**REQUIRED TASK**
Write out the part of the MVC passage starting with "Note: Within the" and going on through "a View hierarchy.", word for word.

* start PASSAGE *

Within the MVC pattern, a Model-View-Controller triad exists for each object intended to be manipulated by a user. The Model represents the state, structure, and behavior of the data being viewed and manipulated by the user. The Model contains no direct link to the View or Controller, and may be modified by the View, Controller, or other objects with the system. When notification to the View and Controller are necessary, the Model uses the Observer Pattern to send a message notifying observing objects that its data has changed. The View and Controller components work together to allow the user to view and interact with the Model. Each View is associated with a single Controller, and each Controller is associated with a single View. Both the View and Controller components maintain a direct link to the Model.

Note: Within the Smalltalk-80 implementation, both the View and Controller maintained a direct link to one another, though the link from the View to the Controller was largely a byproduct of its implementation rather than an inherent part of the MVC pattern. The link was not maintained to delegate user input intercepted by the View to the Controller as is the case with the Dolphin Smalltalk Model-View-Presenter pattern to be discussed later, but was rather used by the View to initialize the controller with an instance of itself, and by a top level Controller to locate the active Controller within a View hierarchy.

* end PASSAGE *
* start DATA ROWS *

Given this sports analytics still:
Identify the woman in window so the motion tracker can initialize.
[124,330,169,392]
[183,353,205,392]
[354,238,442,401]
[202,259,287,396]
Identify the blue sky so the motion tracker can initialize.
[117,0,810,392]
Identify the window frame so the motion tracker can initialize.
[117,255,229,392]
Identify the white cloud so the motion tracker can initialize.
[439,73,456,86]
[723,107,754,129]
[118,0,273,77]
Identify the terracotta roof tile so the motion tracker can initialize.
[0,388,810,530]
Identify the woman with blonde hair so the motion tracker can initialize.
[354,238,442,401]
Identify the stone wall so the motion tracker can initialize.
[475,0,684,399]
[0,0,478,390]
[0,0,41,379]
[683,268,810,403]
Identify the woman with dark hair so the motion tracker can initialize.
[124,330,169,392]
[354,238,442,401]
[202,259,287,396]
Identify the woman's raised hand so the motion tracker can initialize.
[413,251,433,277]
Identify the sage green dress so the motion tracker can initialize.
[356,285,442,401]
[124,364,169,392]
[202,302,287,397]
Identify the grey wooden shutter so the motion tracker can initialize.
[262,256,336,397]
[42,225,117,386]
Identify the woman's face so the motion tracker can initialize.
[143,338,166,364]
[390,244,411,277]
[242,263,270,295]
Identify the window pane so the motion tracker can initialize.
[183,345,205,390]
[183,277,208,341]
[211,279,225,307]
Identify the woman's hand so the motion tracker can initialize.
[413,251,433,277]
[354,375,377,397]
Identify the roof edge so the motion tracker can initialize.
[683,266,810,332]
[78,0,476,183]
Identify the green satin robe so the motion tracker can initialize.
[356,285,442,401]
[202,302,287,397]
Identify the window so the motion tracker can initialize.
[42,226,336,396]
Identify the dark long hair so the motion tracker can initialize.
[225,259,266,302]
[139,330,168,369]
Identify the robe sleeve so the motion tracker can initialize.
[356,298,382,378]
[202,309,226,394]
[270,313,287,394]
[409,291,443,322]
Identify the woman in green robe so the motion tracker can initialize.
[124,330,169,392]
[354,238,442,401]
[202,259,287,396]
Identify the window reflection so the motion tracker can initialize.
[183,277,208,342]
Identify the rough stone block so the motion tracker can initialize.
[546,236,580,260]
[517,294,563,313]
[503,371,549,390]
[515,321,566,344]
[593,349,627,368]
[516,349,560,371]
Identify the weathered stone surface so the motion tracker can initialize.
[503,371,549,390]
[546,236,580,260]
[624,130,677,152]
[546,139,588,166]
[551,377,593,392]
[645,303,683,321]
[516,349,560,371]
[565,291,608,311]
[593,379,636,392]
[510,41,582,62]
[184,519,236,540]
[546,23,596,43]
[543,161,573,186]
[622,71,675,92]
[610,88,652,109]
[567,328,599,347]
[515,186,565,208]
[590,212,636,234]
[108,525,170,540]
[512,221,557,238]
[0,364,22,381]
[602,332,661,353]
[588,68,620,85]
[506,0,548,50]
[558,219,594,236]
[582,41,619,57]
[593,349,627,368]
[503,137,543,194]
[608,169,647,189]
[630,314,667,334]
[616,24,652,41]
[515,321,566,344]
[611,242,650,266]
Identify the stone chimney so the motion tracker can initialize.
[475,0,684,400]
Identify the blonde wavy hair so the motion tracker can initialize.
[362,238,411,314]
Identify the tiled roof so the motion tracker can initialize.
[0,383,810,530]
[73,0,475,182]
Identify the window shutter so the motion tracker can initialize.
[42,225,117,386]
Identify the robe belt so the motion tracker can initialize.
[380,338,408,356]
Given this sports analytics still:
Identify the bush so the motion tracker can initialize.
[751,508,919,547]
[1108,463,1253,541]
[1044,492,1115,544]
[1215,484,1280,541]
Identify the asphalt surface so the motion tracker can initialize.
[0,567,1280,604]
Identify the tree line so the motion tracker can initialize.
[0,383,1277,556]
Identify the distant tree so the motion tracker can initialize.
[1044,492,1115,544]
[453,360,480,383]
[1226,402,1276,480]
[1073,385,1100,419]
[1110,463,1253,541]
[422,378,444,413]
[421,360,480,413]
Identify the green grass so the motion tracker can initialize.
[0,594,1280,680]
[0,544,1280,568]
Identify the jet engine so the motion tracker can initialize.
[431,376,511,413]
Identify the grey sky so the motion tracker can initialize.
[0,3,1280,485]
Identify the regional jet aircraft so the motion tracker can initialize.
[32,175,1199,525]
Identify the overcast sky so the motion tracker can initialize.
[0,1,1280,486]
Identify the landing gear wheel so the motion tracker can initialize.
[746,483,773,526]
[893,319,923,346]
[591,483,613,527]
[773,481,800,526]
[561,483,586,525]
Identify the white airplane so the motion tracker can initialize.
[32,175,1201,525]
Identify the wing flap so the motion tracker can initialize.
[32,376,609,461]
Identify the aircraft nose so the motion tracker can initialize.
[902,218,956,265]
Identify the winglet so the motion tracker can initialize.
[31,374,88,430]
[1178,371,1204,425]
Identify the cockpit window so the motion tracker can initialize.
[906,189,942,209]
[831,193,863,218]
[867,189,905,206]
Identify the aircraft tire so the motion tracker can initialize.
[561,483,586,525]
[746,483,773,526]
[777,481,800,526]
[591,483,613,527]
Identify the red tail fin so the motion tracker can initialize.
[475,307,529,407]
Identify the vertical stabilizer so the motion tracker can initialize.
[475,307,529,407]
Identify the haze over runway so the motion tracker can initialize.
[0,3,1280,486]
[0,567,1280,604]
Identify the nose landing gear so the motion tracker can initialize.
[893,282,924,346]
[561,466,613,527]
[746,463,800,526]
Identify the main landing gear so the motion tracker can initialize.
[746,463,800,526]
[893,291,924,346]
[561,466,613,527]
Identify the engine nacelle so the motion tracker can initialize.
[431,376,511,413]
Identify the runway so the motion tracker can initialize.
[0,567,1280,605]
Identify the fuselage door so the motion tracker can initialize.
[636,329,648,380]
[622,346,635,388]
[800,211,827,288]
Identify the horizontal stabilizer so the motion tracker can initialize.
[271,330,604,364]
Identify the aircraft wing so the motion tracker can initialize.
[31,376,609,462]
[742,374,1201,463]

* end DATA ROWS *

**WRITTEN RESPONSE**
Note: Within the Smalltalk-80 implementation, both the View and Controller maintained a direct link to one another, though the link from the View to the Controller was largely a byproduct of its implementation rather than an inherent part of the MVC pattern. The link was not maintained to delegate user input intercepted by the View to the Controller as is the case with the Dolphin Smalltalk Model-View-Presenter pattern to be discussed later, but was rather used by the View to initialize the controller with an instance of itself, and by a top level Controller to locate the active Controller within a View hierarchy.